## About this exercise
A word-for-word repetition of all the entries is required.
Segment Start: Information shown
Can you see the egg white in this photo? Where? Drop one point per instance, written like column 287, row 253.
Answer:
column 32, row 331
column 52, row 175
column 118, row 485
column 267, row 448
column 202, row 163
Segment End: Information shown
## Written answer
Can you see the egg white in this photo? Where? Drop one point per instance, written like column 287, row 253.
Answer:
column 32, row 331
column 52, row 175
column 118, row 485
column 267, row 448
column 202, row 163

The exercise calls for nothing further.